(PARTIE TEXTE)

Dite « Loi Climat et Résilience »
Le Parlement a adopté définitivement le 20 juillet 2021 la « loi Climat et Résilience » qui vise à instaurer des mesures de lutte contre le dérèglement climatique dans différents domaines de la vie quotidienne des français (consommation, économie/travail, transports, logement, agriculture, etc.). Le volet « Se loger » contient un certain nombre de mesures censées favoriser la rénovation énergétique des logements et la lutte contre la précarité énergétique.
Vers la rénovation « performante » et « globale »
Article 151 – La loi clarifie l’objectif de disposer d’ici 10 ans « d’un parc de bâtiments sobres en énergie et faiblement émetteurs de gaz à effet de serre. L’atteinte de ces objectifs repose sur une incitation financière accrue aux rénovations énergétiques performantes et globales via la mise en œuvre d’un système stable d’aides budgétaires, d’aides fiscales de l’État ou [des certificats d’économie d’énergie] accessibles à l’ensemble des ménages et modulées selon leurs ressources, qui vise notamment à créer les conditions d’un reste à charge minimal pour les bénéficiaires les plus modestes, en particulier lorsque les travaux sont accompagnés par un opérateur de l’État ou agréé par lui. »

(CONSIGNE A)
Transcrivez le passage du texte sur la loi Climat et Résilience qui commence aux mots « Le Parlement a » et s'arrête après « la précarité énergétique. ».
(CONSIGNE B)
Dans le texte sur la loi Climat et Résilience, résumez en deux phrases le paragraphe qui commence par « Le Parlement a adopté définitivement » en conservant ses faits principaux.
(CONSIGNE C)
Poursuivez le texte sur la loi Climat et Résilience à partir de sa dernière phrase.
Vous n'aurez pas besoin des lignes ci-dessous.

(PARTIE DONNÉES)
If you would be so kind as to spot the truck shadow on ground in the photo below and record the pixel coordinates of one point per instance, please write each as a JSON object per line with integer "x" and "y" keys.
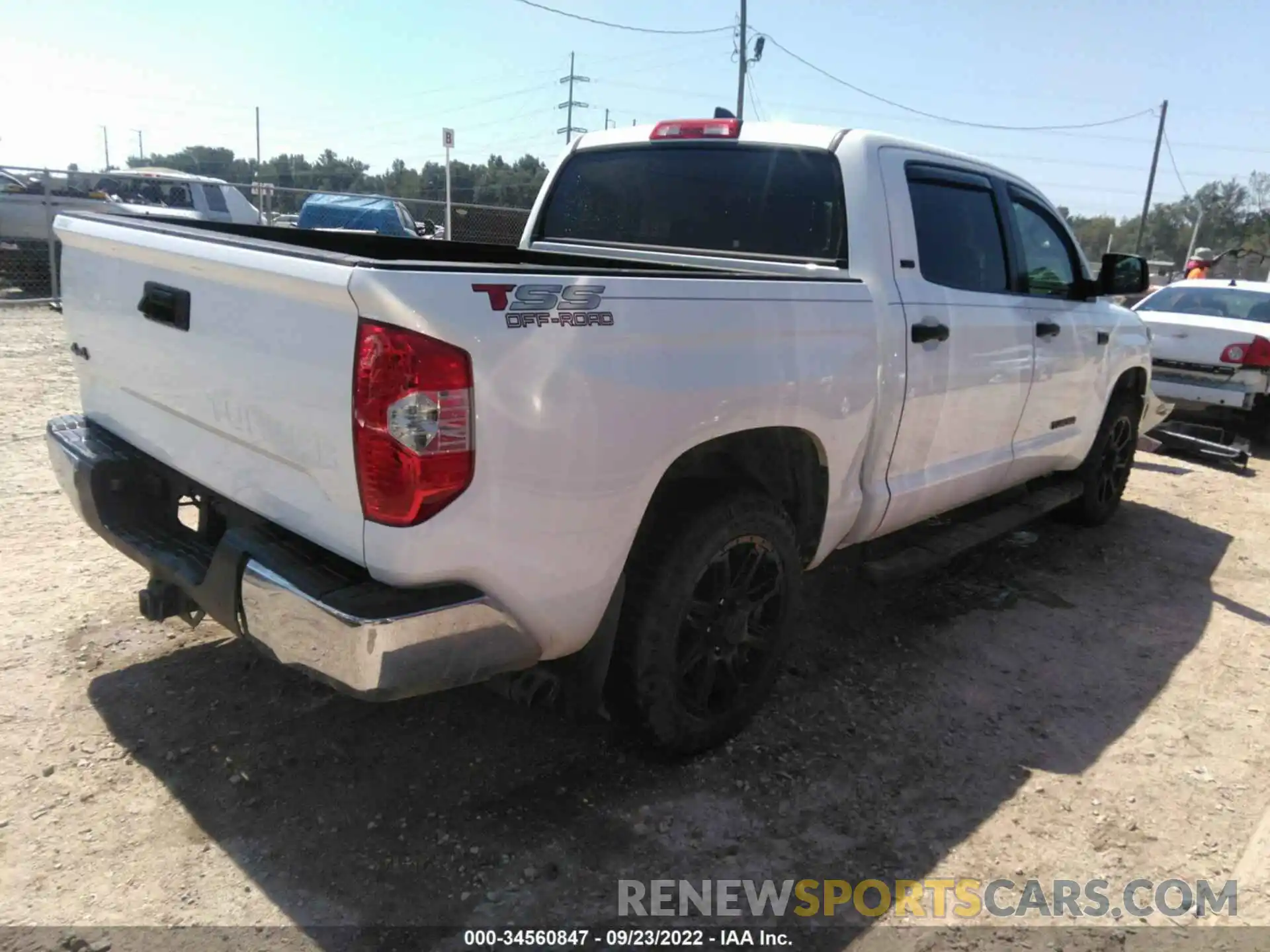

(RÉPONSE A)
Le Parlement a adopté définitivement le 20 juillet 2021 la « loi Climat et Résilience » qui vise à instaurer des mesures de lutte contre le dérèglement climatique dans différents domaines de la vie quotidienne des français (consommation, économie/travail, transports, logement, agriculture, etc.). Le volet « Se loger » contient un certain nombre de mesures censées favoriser la rénovation énergétique des logements et la lutte contre la précarité énergétique.

(RÉPONSE B)
Le Parlement a adopté définitivement la « loi Climat et Résilience » le 20 juillet 2021 pour lutter contre le dérèglement climatique dans plusieurs domaines de la vie quotidienne des Français, dont la consommation, l'économie et le travail, les transports, le logement et l'agriculture. Son volet « Se loger » comporte des mesures censées favoriser la rénovation énergétique des logements et la lutte contre la précarité énergétique.

(RÉPONSE C)
Article 155 – Une nouvelle définition de la notion de « rénovation performante » est introduite au sein du Code de la construction et de l’habitation. Elle concerne les opérations de rénovation permettant :
- En général : un gain d’au moins deux classes énergétique cumulé à l’atteinte de la classe A ou B.
- Pour les bâtiments qui ne peuvent faire l’objet de travaux de rénovation permettant d’atteindre la classe B (pour des raisons techniques, architecturales ou de coûts disproportionnés par rapport à la valeur du bien) : un gain d’au moins deux classes énergétiques ;
- Pour les passoires énergétiques (classe F ou G) : l’atteinte de la classe C et l’étude de 6 postes de travaux (isolation des murs, isolation des planchers bas, isolation de la toiture, remplacement des menuiseries extérieures, ventilation, production de chauffage et d’eau chaude sanitaire).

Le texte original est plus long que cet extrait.